-- Start of RECORDED DATA --

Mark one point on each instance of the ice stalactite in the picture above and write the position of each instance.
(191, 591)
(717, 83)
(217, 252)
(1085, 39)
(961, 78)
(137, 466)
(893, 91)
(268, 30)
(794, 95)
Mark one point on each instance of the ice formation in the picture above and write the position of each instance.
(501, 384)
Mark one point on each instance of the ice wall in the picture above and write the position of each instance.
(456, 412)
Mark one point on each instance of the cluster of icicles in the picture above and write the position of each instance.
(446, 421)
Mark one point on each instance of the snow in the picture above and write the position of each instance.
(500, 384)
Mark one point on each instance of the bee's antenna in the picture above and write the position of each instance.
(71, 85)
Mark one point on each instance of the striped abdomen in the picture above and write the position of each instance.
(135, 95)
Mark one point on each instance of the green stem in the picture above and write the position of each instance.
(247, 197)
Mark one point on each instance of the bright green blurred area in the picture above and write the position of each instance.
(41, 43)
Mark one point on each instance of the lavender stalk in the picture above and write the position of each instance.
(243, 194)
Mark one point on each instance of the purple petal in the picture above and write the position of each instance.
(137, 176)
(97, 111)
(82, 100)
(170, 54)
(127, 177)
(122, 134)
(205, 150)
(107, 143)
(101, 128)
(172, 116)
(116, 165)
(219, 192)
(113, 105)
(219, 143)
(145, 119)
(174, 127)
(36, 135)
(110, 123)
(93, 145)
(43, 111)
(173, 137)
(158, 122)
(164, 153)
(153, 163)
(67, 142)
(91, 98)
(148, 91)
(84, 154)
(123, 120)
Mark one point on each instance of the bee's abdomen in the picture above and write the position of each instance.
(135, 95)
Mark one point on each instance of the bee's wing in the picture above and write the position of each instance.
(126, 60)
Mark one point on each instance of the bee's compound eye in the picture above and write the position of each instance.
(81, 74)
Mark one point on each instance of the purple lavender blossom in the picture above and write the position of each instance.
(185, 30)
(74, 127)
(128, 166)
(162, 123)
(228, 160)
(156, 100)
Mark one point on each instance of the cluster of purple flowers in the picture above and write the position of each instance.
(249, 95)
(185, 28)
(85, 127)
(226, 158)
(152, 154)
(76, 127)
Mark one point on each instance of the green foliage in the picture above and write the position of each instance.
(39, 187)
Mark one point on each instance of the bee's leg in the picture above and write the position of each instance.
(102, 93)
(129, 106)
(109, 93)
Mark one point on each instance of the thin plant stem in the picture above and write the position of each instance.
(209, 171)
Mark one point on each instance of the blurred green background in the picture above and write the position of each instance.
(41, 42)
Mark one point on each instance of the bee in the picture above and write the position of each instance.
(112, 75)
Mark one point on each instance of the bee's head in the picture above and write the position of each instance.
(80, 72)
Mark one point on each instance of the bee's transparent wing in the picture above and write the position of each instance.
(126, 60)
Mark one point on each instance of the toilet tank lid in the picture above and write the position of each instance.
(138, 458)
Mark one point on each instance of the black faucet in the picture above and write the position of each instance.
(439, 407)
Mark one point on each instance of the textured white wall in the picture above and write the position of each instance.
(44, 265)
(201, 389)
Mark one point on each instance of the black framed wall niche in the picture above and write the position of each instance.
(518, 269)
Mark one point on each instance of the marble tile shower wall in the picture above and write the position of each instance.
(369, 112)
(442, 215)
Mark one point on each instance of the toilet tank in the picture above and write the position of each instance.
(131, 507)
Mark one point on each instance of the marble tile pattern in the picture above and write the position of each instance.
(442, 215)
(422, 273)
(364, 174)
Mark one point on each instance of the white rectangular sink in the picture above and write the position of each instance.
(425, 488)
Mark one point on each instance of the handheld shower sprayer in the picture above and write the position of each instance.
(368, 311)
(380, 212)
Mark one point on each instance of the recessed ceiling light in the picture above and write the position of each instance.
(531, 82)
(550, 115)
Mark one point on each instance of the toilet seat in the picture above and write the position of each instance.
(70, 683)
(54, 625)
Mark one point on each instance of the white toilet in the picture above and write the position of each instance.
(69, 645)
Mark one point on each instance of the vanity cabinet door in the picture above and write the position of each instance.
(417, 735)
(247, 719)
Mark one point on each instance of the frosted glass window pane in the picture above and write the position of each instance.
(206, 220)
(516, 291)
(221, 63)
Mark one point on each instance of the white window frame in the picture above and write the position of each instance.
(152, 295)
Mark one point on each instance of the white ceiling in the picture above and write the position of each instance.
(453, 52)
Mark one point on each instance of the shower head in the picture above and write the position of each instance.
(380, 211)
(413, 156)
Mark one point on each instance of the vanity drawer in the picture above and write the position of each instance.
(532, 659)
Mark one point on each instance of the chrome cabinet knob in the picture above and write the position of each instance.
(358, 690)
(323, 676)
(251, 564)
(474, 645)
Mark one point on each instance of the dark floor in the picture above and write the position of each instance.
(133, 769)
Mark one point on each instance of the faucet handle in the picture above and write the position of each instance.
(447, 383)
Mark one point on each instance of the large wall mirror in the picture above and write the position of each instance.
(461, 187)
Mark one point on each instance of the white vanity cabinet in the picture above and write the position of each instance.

-- End of RECORDED DATA --

| YOUR GOAL |
Repeat back the data above, exact to the last character.

| TASK RESULT |
Mark one point on each instance of the ice stalactite in the picture above and write the position of each instance.
(191, 591)
(717, 83)
(217, 252)
(1085, 39)
(961, 78)
(137, 466)
(893, 91)
(268, 30)
(794, 95)
Mark one point on each instance of the ice formation in the picture above and write the position of each instance.
(501, 384)
Mark one point on each instance of the ice wall in the picture above and write the position of each instance.
(456, 412)
Mark one point on each instance of the cluster of icicles in the picture above and write the position of each instance.
(446, 421)
Mark one point on each instance of the snow in the picture above and write the position of each instance.
(500, 384)
Mark one point on each instance of the bee's antenna in the picture above and write the position of each instance.
(71, 85)
Mark one point on each instance of the striped abdomen in the picture above and write the position of each instance.
(135, 95)
Mark one point on each instance of the green stem in the picture above and write the position of each instance.
(247, 197)
Mark one point on each instance of the bright green blurred area in the picture above and write the position of each instance.
(41, 43)
Mark one point on each instance of the lavender stalk in the picture above and write the position of each instance.
(243, 194)
Mark one point on each instance of the purple petal in the picture above and write the position of each instance.
(137, 176)
(97, 111)
(82, 100)
(170, 54)
(127, 177)
(122, 134)
(205, 150)
(107, 143)
(101, 128)
(172, 116)
(116, 165)
(219, 192)
(113, 105)
(219, 143)
(145, 119)
(174, 127)
(36, 135)
(110, 123)
(93, 145)
(43, 111)
(173, 137)
(158, 122)
(164, 153)
(153, 163)
(67, 142)
(91, 98)
(148, 91)
(84, 154)
(123, 120)
Mark one point on each instance of the bee's abdomen in the picture above and write the position of each instance.
(135, 95)
Mark one point on each instance of the bee's wing in the picture above and write the position of each instance.
(126, 60)
Mark one point on each instance of the bee's compound eye in the picture above and write the position of each instance.
(81, 74)
Mark one point on each instance of the purple lavender blossom in the picture above and write the position of each instance.
(185, 30)
(74, 127)
(128, 166)
(162, 123)
(228, 160)
(156, 100)
Mark one point on each instance of the cluster of purple flowers in the picture above and write the position of each instance.
(249, 95)
(185, 28)
(85, 127)
(226, 158)
(152, 154)
(76, 127)
Mark one point on each instance of the green foliage in the picture above and write the position of each instance.
(39, 187)
Mark one point on each instance of the bee's leg in the picture above and write the position of each instance.
(102, 93)
(129, 106)
(109, 93)
Mark one point on each instance of the thin plant stem in the picture above and write the position of each instance.
(209, 171)
Mark one point on each instance of the blurred green background in the picture above and write the position of each instance.
(41, 42)
Mark one point on each instance of the bee in the picture above and write the position of each instance.
(112, 75)
Mark one point on each instance of the bee's head in the picture above and write the position of each instance.
(80, 72)
Mark one point on each instance of the bee's transparent wing in the picture above and write the position of each instance.
(126, 60)
Mark one point on each instance of the toilet tank lid in the picture above and write the position of each instance.
(138, 458)
Mark one point on each instance of the black faucet in the picture above and write the position of each instance.
(439, 407)
Mark one point on each instance of the textured white wall in the picture above and write the position of each instance.
(44, 265)
(201, 389)
Mark one point on each instance of the black framed wall niche in the picture above and write the position of each instance.
(518, 269)
Mark one point on each instance of the marble tile shower wall in the picture above and write the position of each instance.
(369, 112)
(442, 215)
Mark one point on each instance of the toilet tank in the picture above and write the position of each instance.
(131, 507)
Mark one point on each instance of the marble tile pattern in the picture above and write the position of each instance.
(442, 215)
(422, 273)
(364, 174)
Mark one point on each instance of the white rectangular sink in the picture above and write the position of each instance.
(425, 488)
Mark one point on each instance of the handheld shower sprayer in the picture above and write the position of each instance.
(368, 311)
(380, 212)
Mark one point on each instance of the recessed ceiling light in the picture above and write the position of each instance.
(531, 82)
(550, 115)
Mark one point on each instance of the toilet seat in the picture above and write the position of each instance.
(70, 683)
(54, 625)
Mark one point on each instance of the white toilet in the picture above and write the position of each instance.
(69, 645)
Mark one point on each instance of the vanity cabinet door in the picture above and write the position of each instance.
(417, 735)
(247, 719)
Mark one point on each instance of the frosted glass window pane in the picture above and write the position of each instance.
(206, 220)
(516, 291)
(221, 63)
Mark one point on each instance of the white window frame in the picture above and write the position of each instance.
(152, 295)
Mark one point on each instance of the white ceiling in the picture above and write the position of each instance.
(453, 52)
Mark one point on each instance of the shower head in the picture above and write the position of each instance.
(380, 211)
(413, 156)
Mark one point on each instance of the vanity drawer in the picture above and write the position of each instance.
(532, 659)
Mark one point on each instance of the chrome cabinet knob in the picture above and write the position of each instance.
(358, 690)
(323, 676)
(251, 564)
(474, 645)
Mark one point on each instance of the dark floor in the picture above and write the position of each instance.
(133, 769)
Mark one point on each instance of the faucet handle in the picture above and write the position of each instance.
(447, 383)
Mark one point on each instance of the large wall mirror in the picture above and write the position of each instance.
(461, 187)
Mark one point on each instance of the white vanity cabinet in the picture above and write the position of each instance.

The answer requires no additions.